* begin *

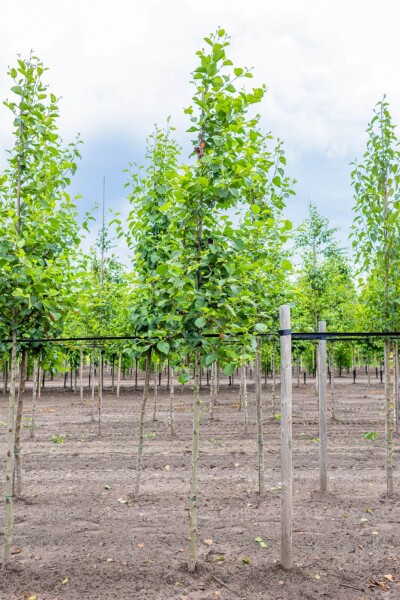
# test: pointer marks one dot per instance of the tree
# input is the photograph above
(38, 232)
(376, 233)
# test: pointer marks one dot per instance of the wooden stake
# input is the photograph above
(8, 531)
(81, 373)
(192, 550)
(260, 428)
(323, 438)
(119, 374)
(141, 425)
(33, 416)
(286, 439)
(388, 421)
(171, 378)
(17, 483)
(155, 396)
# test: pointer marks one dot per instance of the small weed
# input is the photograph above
(370, 435)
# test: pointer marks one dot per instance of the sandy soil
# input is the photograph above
(77, 537)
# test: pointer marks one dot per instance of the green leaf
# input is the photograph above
(210, 358)
(200, 322)
(162, 269)
(229, 369)
(286, 264)
(163, 347)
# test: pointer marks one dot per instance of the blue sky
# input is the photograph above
(123, 66)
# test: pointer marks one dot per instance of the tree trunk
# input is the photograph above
(34, 384)
(388, 428)
(113, 375)
(260, 428)
(81, 373)
(93, 387)
(192, 554)
(5, 377)
(396, 384)
(9, 525)
(213, 388)
(119, 374)
(273, 372)
(100, 390)
(141, 425)
(155, 394)
(171, 378)
(17, 482)
(245, 401)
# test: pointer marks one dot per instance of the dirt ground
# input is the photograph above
(77, 537)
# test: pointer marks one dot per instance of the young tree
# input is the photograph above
(38, 232)
(376, 234)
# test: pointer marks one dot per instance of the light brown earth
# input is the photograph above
(76, 539)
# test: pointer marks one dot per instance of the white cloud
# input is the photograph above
(123, 65)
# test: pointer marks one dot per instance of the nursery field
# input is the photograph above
(79, 535)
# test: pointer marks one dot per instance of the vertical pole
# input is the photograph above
(323, 479)
(396, 384)
(81, 373)
(260, 427)
(286, 438)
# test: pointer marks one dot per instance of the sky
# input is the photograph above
(123, 66)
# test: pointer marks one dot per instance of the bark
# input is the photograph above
(388, 428)
(260, 431)
(273, 372)
(155, 394)
(241, 385)
(172, 399)
(34, 394)
(113, 375)
(100, 388)
(119, 374)
(93, 387)
(213, 388)
(396, 384)
(141, 424)
(245, 402)
(9, 524)
(17, 483)
(81, 373)
(193, 507)
(5, 389)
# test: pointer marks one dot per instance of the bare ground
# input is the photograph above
(76, 537)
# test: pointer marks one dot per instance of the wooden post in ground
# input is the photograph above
(286, 439)
(323, 478)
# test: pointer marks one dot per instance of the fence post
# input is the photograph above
(323, 479)
(286, 438)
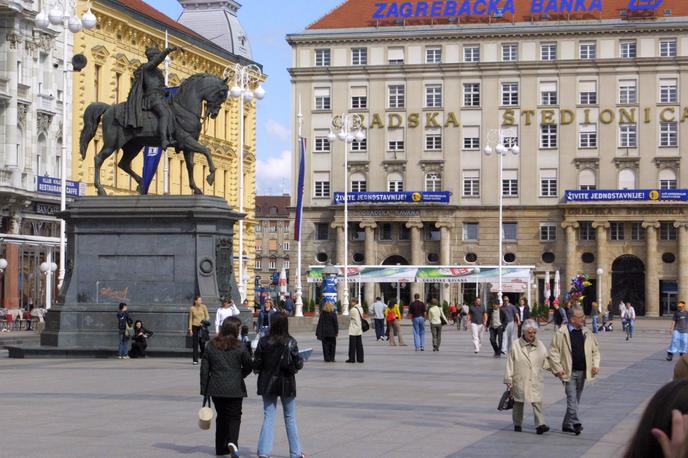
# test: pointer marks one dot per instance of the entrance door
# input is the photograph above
(628, 283)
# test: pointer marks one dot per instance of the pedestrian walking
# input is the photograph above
(574, 358)
(628, 319)
(224, 366)
(526, 362)
(123, 321)
(327, 331)
(355, 333)
(477, 315)
(679, 332)
(379, 318)
(277, 361)
(228, 309)
(418, 312)
(198, 312)
(511, 326)
(496, 320)
(437, 320)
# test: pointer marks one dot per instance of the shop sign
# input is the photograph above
(612, 195)
(438, 197)
(50, 185)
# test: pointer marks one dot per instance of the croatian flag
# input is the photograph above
(299, 190)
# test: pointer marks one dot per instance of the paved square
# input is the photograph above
(400, 403)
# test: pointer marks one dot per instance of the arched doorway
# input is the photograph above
(628, 283)
(389, 290)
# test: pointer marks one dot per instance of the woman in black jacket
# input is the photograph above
(276, 361)
(327, 331)
(224, 366)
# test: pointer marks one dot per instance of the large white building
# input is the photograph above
(595, 96)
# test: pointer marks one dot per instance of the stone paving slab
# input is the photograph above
(400, 403)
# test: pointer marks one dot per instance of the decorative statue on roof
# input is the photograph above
(150, 119)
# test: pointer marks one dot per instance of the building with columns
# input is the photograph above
(598, 184)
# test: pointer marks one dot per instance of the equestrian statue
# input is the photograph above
(148, 118)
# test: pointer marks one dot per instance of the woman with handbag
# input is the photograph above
(224, 366)
(327, 331)
(437, 320)
(276, 361)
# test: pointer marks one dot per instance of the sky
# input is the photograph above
(267, 22)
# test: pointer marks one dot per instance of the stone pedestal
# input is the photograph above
(153, 253)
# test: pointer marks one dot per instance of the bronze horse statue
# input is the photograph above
(187, 108)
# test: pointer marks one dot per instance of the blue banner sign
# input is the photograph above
(50, 185)
(437, 197)
(612, 195)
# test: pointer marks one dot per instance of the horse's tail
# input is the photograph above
(92, 117)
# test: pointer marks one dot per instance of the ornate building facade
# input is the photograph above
(596, 100)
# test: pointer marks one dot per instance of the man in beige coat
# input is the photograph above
(574, 357)
(525, 366)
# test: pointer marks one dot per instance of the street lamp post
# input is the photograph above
(70, 23)
(494, 137)
(246, 77)
(347, 124)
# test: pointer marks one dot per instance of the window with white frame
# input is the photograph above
(395, 56)
(628, 92)
(548, 136)
(471, 137)
(587, 180)
(433, 95)
(548, 93)
(471, 94)
(358, 183)
(628, 49)
(548, 51)
(510, 94)
(587, 50)
(548, 183)
(359, 97)
(668, 134)
(628, 135)
(321, 144)
(627, 179)
(588, 92)
(667, 47)
(510, 183)
(321, 185)
(433, 139)
(509, 52)
(433, 55)
(587, 136)
(548, 232)
(395, 182)
(668, 90)
(471, 183)
(359, 56)
(322, 98)
(395, 139)
(471, 53)
(322, 57)
(396, 95)
(667, 179)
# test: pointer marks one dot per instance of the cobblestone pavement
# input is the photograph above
(400, 403)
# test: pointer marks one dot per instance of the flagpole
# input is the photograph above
(299, 292)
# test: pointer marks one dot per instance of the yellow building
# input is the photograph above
(115, 48)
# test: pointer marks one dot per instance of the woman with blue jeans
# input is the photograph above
(276, 361)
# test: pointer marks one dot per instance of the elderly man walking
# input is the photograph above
(525, 366)
(574, 357)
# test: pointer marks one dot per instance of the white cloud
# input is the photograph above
(278, 130)
(273, 175)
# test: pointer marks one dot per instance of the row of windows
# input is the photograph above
(549, 50)
(587, 180)
(548, 94)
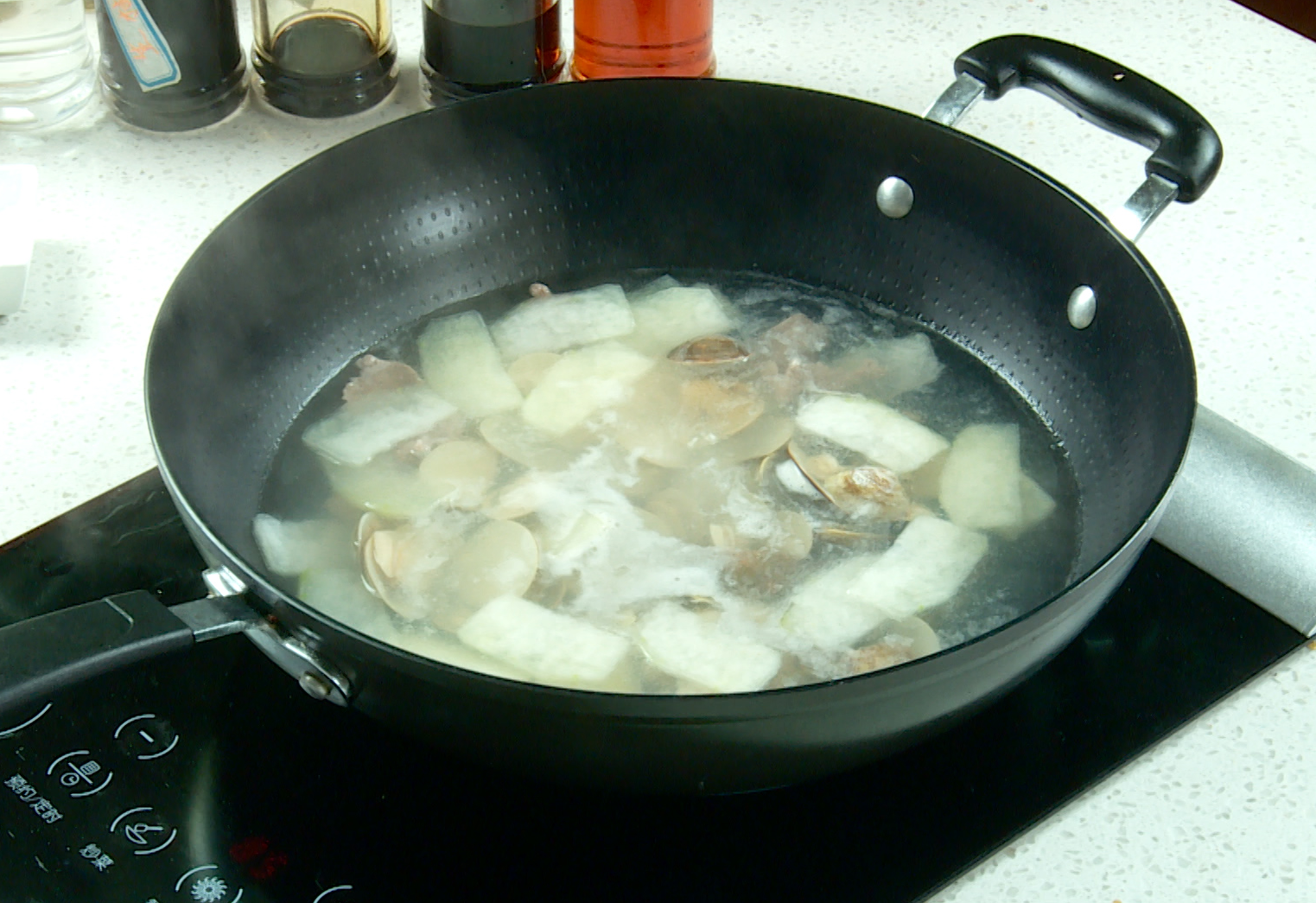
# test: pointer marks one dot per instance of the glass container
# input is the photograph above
(324, 57)
(624, 38)
(477, 47)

* end *

Print all of the records shown above exactly, leaving out each picture.

_Full output_
# test: pointer marks one dot per instance of the tree
# input is the photograph above
(38, 232)
(376, 233)
# test: pointer marks one dot per instance of the wooden stake
# input is the photograph above
(8, 531)
(81, 373)
(192, 550)
(260, 428)
(323, 438)
(119, 374)
(141, 425)
(33, 416)
(286, 439)
(388, 421)
(171, 378)
(17, 483)
(155, 396)
# test: pointer marks one dot per instance of the small weed
# input is the photograph above
(370, 435)
# test: pointer marks one dot per instance of the sandy soil
# input is the photograph above
(77, 537)
# test: pointer marks one dot per instance of the green leaf
# input is the photograph above
(210, 358)
(200, 322)
(162, 269)
(229, 369)
(286, 264)
(163, 347)
# test: pointer marks one dot per instance of the blue sky
# input is the photograph above
(123, 66)
# test: pointer marks one dot per instance of the tree trunk
# input is the photograph above
(34, 384)
(388, 428)
(113, 375)
(260, 428)
(81, 373)
(93, 387)
(192, 554)
(5, 377)
(396, 384)
(9, 525)
(213, 388)
(119, 374)
(273, 372)
(100, 390)
(141, 425)
(155, 394)
(171, 378)
(17, 482)
(245, 401)
# test: pointer marks one dot per instance of the dirt ground
# input is the photograph above
(77, 537)
# test: pointer marks one dot per instance of the young tree
# input is the photograph above
(38, 232)
(376, 234)
# test: pointer marks one dot per instance of the light brown earth
# input is the photograph above
(76, 539)
# test: pointer marks one dot per instance of the white cloud
# input is the photograph above
(123, 65)
# test: pointer marks one dot per instance of the nursery field
# input is the photograph above
(79, 535)
# test: pointer marks one dot per instance of the vertical pole
# input is the photograph above
(323, 479)
(396, 384)
(81, 373)
(260, 427)
(286, 438)
# test: pointer marks one dot per instance of the sky
# input is the photograph above
(123, 66)
# test: pointer marks one dot per instance of the bark
# input is the photograph above
(388, 428)
(260, 431)
(273, 372)
(155, 394)
(241, 385)
(172, 399)
(34, 394)
(113, 375)
(100, 388)
(119, 374)
(93, 387)
(213, 388)
(396, 384)
(141, 424)
(245, 402)
(9, 524)
(17, 483)
(81, 373)
(193, 507)
(5, 389)
# test: pointer marks one dot per instance of the bare ground
# input is the photograph above
(76, 537)
# test: pointer marks one dot per instance of the wooden post in ground
# input is the photograph above
(286, 439)
(323, 478)
# test: pointer marks one dot per instance of the fence post
# input is the photograph above
(323, 479)
(286, 438)
# test: pointer marks one dot per instance of the entrance door
# input is the photograph above
(628, 283)
# test: pointer marks one dot per instance of the pedestrian walking
# input is the photograph above
(574, 358)
(628, 319)
(224, 366)
(526, 362)
(123, 321)
(327, 331)
(355, 333)
(477, 315)
(679, 332)
(379, 318)
(277, 361)
(228, 309)
(418, 312)
(198, 312)
(511, 326)
(496, 320)
(437, 320)
# test: pointer marks one dot per instance of the shop sign
# input is the photograph above
(612, 195)
(438, 197)
(50, 185)
# test: pointer marks one dot per instance of the croatian flag
# input is the photograph above
(299, 190)
# test: pointer marks one dot per instance of the paved square
# input is the photograph above
(400, 403)
# test: pointer marks one dot per instance of the arched doorway
# input is the photograph above
(628, 283)
(389, 290)
# test: pointer marks one dot per instance of the woman in black jacket
# input is the photograph above
(276, 361)
(327, 331)
(224, 366)
# test: pointer marks one dot per instance of the large white building
# input is the photograph above
(595, 96)
# test: pointer marks one dot per instance of the stone paving slab
# input is the photograph above
(400, 403)
# test: pointer marks one dot per instance of the decorative statue on roof
# input is the photograph above
(150, 119)
# test: pointer marks one dot per instance of the building with columns
# input is the photograph above
(598, 184)
# test: pointer marks one dot per instance of the equestrian statue
# input is the photograph above
(148, 118)
# test: pointer marks one dot per instance of the woman with handbag
# input is the photograph above
(224, 366)
(327, 331)
(437, 320)
(276, 361)
# test: pointer marks one dot per instance of the sky
# input is the photograph above
(267, 22)
# test: pointer marks one dot per instance of the stone pedestal
# input is the photograph above
(153, 253)
# test: pointer marks one dot per instance of the bronze horse statue
# input is the photograph above
(187, 108)
# test: pointer marks one dot per instance of the blue banner sign
# input is the photograph above
(50, 185)
(437, 197)
(612, 195)
# test: pointer marks one dot per instance of the horse's tail
# input is the photograph above
(92, 117)
# test: pointer marks one dot per instance of the ornate building facade
# input is the photograph above
(596, 100)
# test: pointer marks one dot per instance of the man in beige coat
# input is the photograph above
(574, 357)
(525, 366)
# test: pointer marks one dot per instance of the street lamp post
# input is the photograph above
(70, 23)
(494, 137)
(246, 77)
(347, 124)
# test: pointer marks one dot per instance of the window with white frame
# input is the photograph above
(395, 56)
(628, 92)
(548, 136)
(471, 137)
(587, 180)
(433, 95)
(548, 93)
(471, 94)
(358, 183)
(628, 49)
(548, 51)
(510, 94)
(587, 50)
(548, 183)
(359, 97)
(668, 134)
(628, 135)
(321, 144)
(627, 179)
(588, 92)
(667, 47)
(510, 183)
(321, 185)
(433, 139)
(509, 52)
(433, 55)
(587, 136)
(548, 232)
(395, 182)
(668, 90)
(471, 183)
(359, 56)
(322, 98)
(395, 139)
(471, 53)
(322, 57)
(396, 95)
(667, 179)
# test: pointer marks one dot per instance of the cobblestone pavement
# input is the photograph above
(400, 403)
# test: pointer marks one dot per instance of the flagpole
# input is the photograph above
(299, 292)
# test: pointer marks one dot per instance of the yellow building
# input is the photograph above
(115, 48)
# test: pointer marks one dot per instance of the woman with blue jeans
# input is the photograph above
(276, 361)
# test: pointer marks one dot per instance of the elderly man walking
# input is the photograph above
(525, 366)
(574, 357)
# test: pointer marks one dot per instance of the white cloud
# input is the photograph above
(278, 130)
(273, 175)
# test: pointer marks one dot per instance of the row of windows
# input is the photograph above
(549, 50)
(587, 180)
(548, 94)
# test: pointer marks one dot per instance of the glass container
# input is the photograph above
(324, 57)
(624, 38)
(477, 47)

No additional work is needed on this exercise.